▶ [Work to be completed]: Please restate the data exactly, from the first line to the last.

*** Supplied records ***

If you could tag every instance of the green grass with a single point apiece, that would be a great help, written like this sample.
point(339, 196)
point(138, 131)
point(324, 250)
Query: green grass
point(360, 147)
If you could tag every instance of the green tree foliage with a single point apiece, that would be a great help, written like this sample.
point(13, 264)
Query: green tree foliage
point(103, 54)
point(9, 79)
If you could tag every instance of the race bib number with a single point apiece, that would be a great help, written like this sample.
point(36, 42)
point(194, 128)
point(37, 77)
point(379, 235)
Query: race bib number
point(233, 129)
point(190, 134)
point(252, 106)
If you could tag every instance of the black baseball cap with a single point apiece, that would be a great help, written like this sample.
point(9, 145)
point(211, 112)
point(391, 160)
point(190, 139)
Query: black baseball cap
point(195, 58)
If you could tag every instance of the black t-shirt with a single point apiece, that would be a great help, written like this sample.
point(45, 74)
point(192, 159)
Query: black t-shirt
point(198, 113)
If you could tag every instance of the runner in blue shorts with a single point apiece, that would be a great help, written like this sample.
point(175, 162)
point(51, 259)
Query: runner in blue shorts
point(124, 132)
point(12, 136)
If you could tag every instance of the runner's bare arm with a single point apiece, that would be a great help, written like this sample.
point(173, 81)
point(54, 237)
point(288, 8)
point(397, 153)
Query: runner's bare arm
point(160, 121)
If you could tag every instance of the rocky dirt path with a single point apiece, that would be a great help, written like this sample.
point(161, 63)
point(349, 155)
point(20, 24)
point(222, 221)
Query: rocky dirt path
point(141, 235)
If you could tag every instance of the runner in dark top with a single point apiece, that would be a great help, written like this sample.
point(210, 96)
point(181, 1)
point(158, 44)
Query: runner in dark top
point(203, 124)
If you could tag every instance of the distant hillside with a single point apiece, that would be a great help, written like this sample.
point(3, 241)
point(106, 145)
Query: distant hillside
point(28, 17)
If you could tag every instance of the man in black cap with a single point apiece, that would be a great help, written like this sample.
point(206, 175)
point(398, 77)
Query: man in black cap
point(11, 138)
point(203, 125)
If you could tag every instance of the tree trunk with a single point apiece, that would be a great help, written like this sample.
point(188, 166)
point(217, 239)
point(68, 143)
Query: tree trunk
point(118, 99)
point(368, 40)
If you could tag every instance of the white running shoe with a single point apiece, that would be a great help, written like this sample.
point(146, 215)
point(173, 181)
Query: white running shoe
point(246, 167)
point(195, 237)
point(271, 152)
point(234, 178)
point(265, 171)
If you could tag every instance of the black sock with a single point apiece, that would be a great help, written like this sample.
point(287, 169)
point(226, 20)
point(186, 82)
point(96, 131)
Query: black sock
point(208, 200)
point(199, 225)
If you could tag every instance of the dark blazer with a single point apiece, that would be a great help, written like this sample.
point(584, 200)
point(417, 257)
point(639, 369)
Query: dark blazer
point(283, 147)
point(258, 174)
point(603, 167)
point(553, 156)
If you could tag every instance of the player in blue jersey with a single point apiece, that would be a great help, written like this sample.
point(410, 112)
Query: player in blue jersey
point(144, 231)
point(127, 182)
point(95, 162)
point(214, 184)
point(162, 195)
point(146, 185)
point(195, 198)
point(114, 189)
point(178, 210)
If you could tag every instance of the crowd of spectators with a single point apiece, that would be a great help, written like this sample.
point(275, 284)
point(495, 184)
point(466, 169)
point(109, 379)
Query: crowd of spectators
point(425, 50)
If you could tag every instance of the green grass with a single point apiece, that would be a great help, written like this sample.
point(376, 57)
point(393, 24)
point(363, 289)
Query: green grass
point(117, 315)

***

▶ [Expected answer]:
If you could tag every instance of the green grass with a single point apiece, that would be a great help, written like this sample.
point(339, 196)
point(138, 131)
point(324, 250)
Query: green grass
point(360, 147)
If you could tag every instance of the green tree foliage with a single point apiece, that would be a great help, written like this sample.
point(13, 264)
Query: green tree foliage
point(103, 54)
point(9, 79)
If you could tag every instance of the race bib number with a single point apiece, that would be a great help, written like this sample.
point(36, 42)
point(194, 128)
point(37, 77)
point(379, 235)
Query: race bib number
point(233, 129)
point(190, 134)
point(252, 106)
If you could tag every instance of the black baseball cap with a single point apiece, that would be a great help, written like this sample.
point(9, 145)
point(211, 112)
point(391, 160)
point(190, 139)
Query: black baseball cap
point(195, 58)
If you could tag every instance of the black t-shirt with a single point apiece, that would be a great help, written like this sample.
point(45, 74)
point(192, 159)
Query: black t-shirt
point(198, 113)
If you could tag every instance of the runner in blue shorts with a single point apiece, that would be a great help, written like this sample.
point(175, 162)
point(51, 259)
Query: runner in blue shorts
point(124, 132)
point(12, 136)
If you could tag every instance of the runner's bare arm with a single point apiece, that would be a great help, written like this sample.
point(173, 81)
point(54, 237)
point(288, 8)
point(397, 153)
Query: runner's bare arm
point(160, 121)
If you could tag every instance of the rocky dirt path with a single point apiece, that would be a great help, written like this sample.
point(161, 63)
point(349, 155)
point(20, 24)
point(222, 221)
Query: rocky dirt path
point(141, 235)
If you could tag every instance of the runner in dark top with a single point apiece, that would be a great help, written like this sample.
point(210, 96)
point(181, 1)
point(158, 44)
Query: runner in dark top
point(203, 124)
If you could tag every instance of the distant hillside with a single point apiece, that would be a great help, written like this sample.
point(3, 241)
point(106, 145)
Query: distant hillside
point(28, 17)
If you could tag every instance of the man in black cap with a single point apiece, that would be a great help, written like this sample.
point(206, 175)
point(398, 77)
Query: man in black cap
point(11, 138)
point(203, 125)
If you could tag every instance of the tree trunk with a single point apiece, that would be a great help, written like this sample.
point(188, 166)
point(217, 239)
point(68, 143)
Query: tree trunk
point(118, 99)
point(368, 40)
If you could tag every instance of the white running shoe with a single point apiece, that would be a great help, written like this sample.
point(146, 215)
point(173, 181)
Query: white running shoe
point(246, 167)
point(195, 237)
point(271, 152)
point(234, 178)
point(265, 171)
If you could tag every instance of the black sock with a single point apiece, that would be a great help, written like this sample.
point(287, 169)
point(226, 20)
point(186, 82)
point(96, 131)
Query: black sock
point(208, 200)
point(199, 225)
If you could tag every instance of the dark blazer with a single point apiece, that would be a great help, written like this sample.
point(584, 200)
point(417, 257)
point(639, 369)
Query: dark blazer
point(283, 147)
point(258, 174)
point(603, 167)
point(553, 156)
If you could tag every instance of the player in blue jersey with a single point apiece, that would be a great help, written like this sample.
point(410, 112)
Query: player in blue jersey
point(144, 231)
point(127, 182)
point(95, 162)
point(214, 184)
point(162, 195)
point(146, 185)
point(195, 198)
point(114, 189)
point(178, 210)
If you could tag every instance of the crowd of spectators with a single point apiece, that would be a great help, written like this sample.
point(275, 284)
point(495, 184)
point(466, 169)
point(109, 379)
Query: crowd of spectators
point(425, 50)
If you could tag every instance of the green grass with a single point apiece, that would be a great help, written like this sample.
point(376, 57)
point(393, 24)
point(363, 289)
Query: green grass
point(117, 315)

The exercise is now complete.